_Problem to solve_:
Below are entries; copy exactly, and only, the lines from the one containing "Could you point to the drawer" through their final line, leaving out pictures.

_Data entries_:
┌──

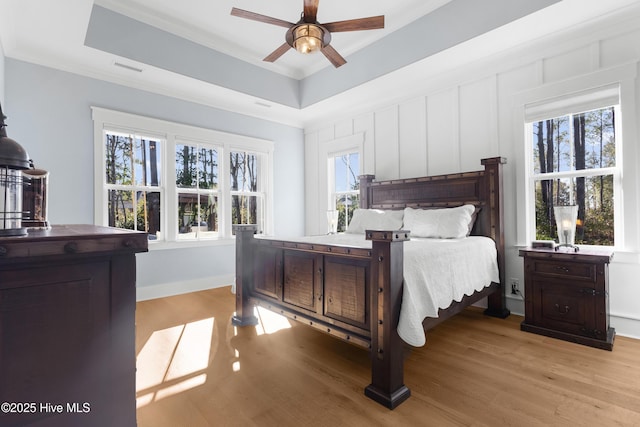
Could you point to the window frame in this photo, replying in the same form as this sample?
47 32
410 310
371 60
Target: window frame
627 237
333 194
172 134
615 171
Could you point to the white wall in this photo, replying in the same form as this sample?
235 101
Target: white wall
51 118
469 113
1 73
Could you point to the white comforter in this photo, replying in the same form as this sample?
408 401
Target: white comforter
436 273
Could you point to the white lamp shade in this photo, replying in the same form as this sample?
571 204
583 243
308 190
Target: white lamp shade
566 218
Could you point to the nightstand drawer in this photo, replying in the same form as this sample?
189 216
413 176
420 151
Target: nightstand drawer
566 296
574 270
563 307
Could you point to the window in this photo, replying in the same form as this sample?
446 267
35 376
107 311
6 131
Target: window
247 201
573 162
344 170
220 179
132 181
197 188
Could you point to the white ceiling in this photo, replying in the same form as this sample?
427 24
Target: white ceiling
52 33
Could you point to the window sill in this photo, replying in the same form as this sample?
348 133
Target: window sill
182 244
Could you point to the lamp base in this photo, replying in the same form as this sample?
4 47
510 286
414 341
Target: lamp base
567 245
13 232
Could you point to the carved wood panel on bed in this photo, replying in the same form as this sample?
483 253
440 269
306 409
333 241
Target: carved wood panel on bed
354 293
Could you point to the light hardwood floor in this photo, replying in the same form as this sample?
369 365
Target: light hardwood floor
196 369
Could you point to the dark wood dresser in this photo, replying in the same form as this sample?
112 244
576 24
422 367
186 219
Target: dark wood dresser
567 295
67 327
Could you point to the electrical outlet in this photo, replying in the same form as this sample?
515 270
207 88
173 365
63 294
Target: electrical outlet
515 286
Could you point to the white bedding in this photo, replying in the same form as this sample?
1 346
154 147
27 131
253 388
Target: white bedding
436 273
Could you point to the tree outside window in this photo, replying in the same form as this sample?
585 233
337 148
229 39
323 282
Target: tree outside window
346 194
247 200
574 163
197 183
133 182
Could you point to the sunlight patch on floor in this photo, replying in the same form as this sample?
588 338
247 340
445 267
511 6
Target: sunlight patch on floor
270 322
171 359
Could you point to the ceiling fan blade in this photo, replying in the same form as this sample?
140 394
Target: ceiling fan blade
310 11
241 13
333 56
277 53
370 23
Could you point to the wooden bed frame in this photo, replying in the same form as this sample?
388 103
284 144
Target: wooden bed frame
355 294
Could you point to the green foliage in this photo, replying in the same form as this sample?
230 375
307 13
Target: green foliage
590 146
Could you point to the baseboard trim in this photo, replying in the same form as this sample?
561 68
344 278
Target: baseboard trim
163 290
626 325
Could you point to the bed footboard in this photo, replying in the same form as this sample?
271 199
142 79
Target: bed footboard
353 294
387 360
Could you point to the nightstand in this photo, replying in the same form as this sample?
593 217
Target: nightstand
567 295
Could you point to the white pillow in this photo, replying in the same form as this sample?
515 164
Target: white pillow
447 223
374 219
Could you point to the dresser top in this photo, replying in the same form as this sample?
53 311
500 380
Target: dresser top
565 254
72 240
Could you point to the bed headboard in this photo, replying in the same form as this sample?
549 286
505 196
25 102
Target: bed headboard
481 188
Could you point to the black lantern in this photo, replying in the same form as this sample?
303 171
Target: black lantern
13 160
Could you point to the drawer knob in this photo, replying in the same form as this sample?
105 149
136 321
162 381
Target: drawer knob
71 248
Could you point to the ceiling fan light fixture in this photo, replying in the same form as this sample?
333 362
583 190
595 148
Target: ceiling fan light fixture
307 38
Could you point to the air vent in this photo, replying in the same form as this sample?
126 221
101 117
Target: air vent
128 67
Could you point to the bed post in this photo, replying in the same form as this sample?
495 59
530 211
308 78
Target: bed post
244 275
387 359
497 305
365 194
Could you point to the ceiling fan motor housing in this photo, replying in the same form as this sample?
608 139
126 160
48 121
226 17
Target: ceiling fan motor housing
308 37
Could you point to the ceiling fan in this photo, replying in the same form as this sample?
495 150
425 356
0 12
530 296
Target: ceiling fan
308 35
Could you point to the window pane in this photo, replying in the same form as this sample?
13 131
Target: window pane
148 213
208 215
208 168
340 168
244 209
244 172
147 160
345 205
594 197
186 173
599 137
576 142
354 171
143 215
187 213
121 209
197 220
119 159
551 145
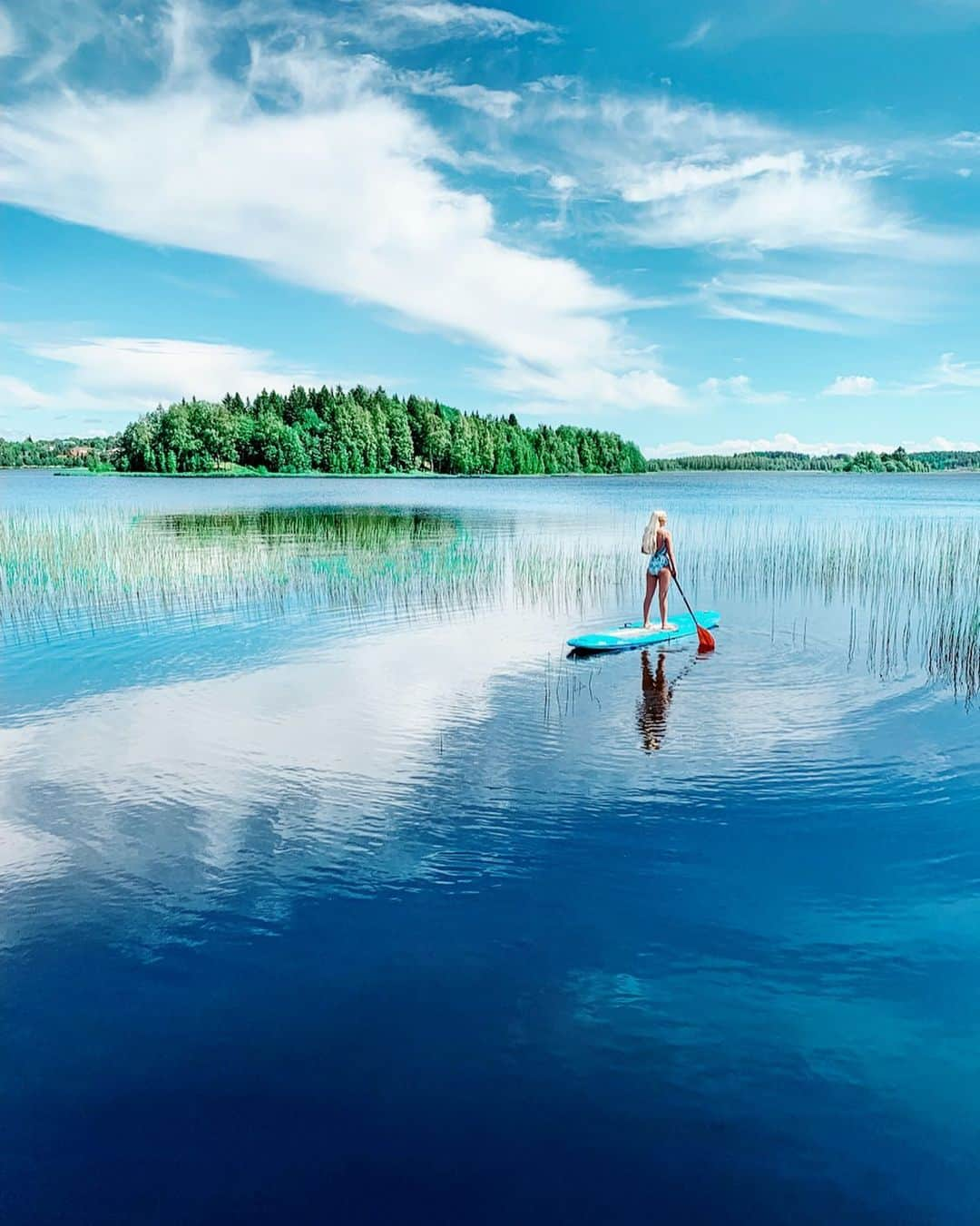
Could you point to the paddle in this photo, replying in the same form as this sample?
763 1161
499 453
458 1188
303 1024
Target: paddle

└──

_Task result_:
Could you point to the drawer knob in this photo, replying in the same form as this sample?
105 149
136 321
162 381
Target: drawer knob
71 248
Could you point to the ceiling fan light fixture in this photo, replying in the same form as this sample?
333 362
583 190
595 148
Target: ceiling fan light fixture
307 38
Could you point to the air vent in this photo, replying in the same form as this sample?
126 221
101 117
Target: air vent
128 67
Could you point to the bed post in this photo, replying in the same form as this sample?
495 59
530 211
308 78
Target: bed post
244 275
387 359
497 305
365 194
Could you point to the ceiling fan motor housing in this photo, replying in the same form as this sample?
608 139
126 160
48 121
226 17
Target: ceiling fan motor housing
308 37
Could you point to the ceiling fan in this photo, replying in the same form as this sample?
495 150
425 356
0 12
530 296
Target: ceiling fan
308 35
Could you point to the window pane in this photo, replying in the same form as this sample?
13 131
Target: window pane
148 213
208 215
208 168
340 168
244 209
244 172
147 160
345 205
594 197
186 173
599 137
576 142
354 171
143 215
187 213
121 209
197 220
119 159
551 145
Could you point to the paddle in this photo, replying in the same form as this sample?
763 1161
499 453
458 1188
303 1024
Target: paddle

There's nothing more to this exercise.